Task brief — How many lines in the records below contain the word "instance"? State that number and nothing more.

Collected data entries —
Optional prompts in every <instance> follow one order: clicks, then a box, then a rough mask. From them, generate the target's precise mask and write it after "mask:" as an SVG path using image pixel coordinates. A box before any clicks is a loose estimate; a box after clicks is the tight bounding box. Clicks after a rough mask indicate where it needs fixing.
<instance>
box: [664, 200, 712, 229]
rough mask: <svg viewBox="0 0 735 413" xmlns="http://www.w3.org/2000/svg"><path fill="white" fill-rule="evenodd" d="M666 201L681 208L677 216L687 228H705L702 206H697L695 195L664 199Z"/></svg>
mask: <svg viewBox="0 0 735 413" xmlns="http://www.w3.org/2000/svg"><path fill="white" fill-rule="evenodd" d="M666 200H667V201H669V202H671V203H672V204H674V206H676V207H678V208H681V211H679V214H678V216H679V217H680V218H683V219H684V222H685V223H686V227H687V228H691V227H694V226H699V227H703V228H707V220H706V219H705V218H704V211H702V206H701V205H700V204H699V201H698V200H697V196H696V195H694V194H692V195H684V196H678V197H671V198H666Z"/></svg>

Solved exercise — 2